ТЕКСТ ДЛЯ ЧТЕНИЯ:
::::::
Леса изнывали в жаре. Леса молчали. Потом леса побледнели от испуга. Потом качнулись и заговорили. А сумерки — они метались! Это олицетворение венчает драматическое описание всех стадий приближения грозы.
Гроза, наконец, пришла: «Ливень гремел по крыше и блестящими чернилами струился по стеклам». «Ливень безумствовал. Он брал все более низкую ноту и заметно усиливался. Изредка облака вспыхивали угрюмым отблеском молний, и, спотыкаясь о горы, неуклюжими рывками гремел гром». «В непроглядной тьме ревел ливень [...]». «Канал гремел». Дальше — серые океаны воды, бешеные струи, ливень гудел (стр. 577—578).
На этот раз глаголы работают больше, чем эпитеты. Ливень гремел, струился, безумствовал, ревел, гудел — вдобавок еще канал гремел, облака вспыхивали. Но есть тут и неожиданное сравнение — гром, спотыкающийся о горы, и, в соответствии с этим спотыканием, он гремел «неуклюжими рывками». Здесь тоже олицетворение.
Ливень вызвал наводнение. И теперь читателю предлагается пейзаж залитого водой Поти: «Город казался совершенно неправдоподобным [...]. В воде била рыба, над водой цвели розы, и легкие волны хлестали в стекла окон» (стр. 585).
Драматизм описания бушующей стихии в повести неотделим от драматизма борьбы с ней, а в конечном счете ее усмирения, полного пересоздания климата Колхиды.
::::::
СОХРАНЁННЫЕ ЗАПИСИ:
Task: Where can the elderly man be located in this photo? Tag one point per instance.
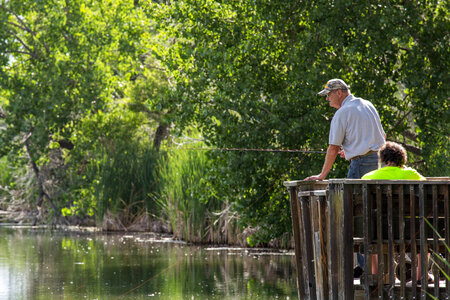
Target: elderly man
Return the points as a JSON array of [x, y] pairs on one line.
[[356, 127]]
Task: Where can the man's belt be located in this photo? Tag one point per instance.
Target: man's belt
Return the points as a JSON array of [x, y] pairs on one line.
[[367, 154]]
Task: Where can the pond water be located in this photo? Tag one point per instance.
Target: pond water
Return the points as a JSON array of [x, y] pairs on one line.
[[45, 264]]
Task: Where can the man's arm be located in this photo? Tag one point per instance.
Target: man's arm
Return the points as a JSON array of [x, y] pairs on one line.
[[332, 152]]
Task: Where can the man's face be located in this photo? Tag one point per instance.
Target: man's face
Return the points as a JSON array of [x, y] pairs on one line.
[[334, 97]]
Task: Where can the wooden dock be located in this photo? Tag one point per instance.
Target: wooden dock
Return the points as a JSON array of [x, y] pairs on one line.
[[404, 223]]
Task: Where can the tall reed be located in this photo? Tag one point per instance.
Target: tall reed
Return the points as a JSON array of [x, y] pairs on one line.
[[126, 179], [187, 198]]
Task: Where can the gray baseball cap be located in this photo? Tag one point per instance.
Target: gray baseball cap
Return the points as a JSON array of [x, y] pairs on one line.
[[333, 84]]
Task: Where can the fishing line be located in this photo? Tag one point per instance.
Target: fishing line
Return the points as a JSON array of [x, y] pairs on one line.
[[255, 150]]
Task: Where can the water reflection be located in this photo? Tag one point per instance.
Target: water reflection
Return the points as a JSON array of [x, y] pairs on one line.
[[41, 264]]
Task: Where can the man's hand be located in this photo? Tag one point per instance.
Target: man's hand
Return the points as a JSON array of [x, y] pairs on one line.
[[332, 152], [315, 177]]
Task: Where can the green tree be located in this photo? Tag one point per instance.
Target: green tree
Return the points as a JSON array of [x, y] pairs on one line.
[[248, 74], [61, 62]]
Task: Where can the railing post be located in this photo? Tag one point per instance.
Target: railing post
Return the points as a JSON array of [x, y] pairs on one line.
::::::
ЗАДАНИЯ К УПРАЖНЕНИЮ:
1. Извлеките из текста о грозе всё, начиная со слов «На этот раз» и вплоть до слов «Здесь тоже олицетворение.».
2. Перечислите все глаголы, которые в тексте о грозе названы как действия ливня сразу после фразы «глаголы работают больше, чем эпитеты».

ОТВЕТЫ К ЗАДАНИЯМ:
1.
На этот раз глаголы работают больше, чем эпитеты. Ливень гремел, струился, безумствовал, ревел, гудел — вдобавок еще канал гремел, облака вспыхивали. Но есть тут и неожиданное сравнение — гром, спотыкающийся о горы, и, в соответствии с этим спотыканием, он гремел «неуклюжими рывками». Здесь тоже олицетворение.

2. гремел, струился, безумствовал, ревел, гудел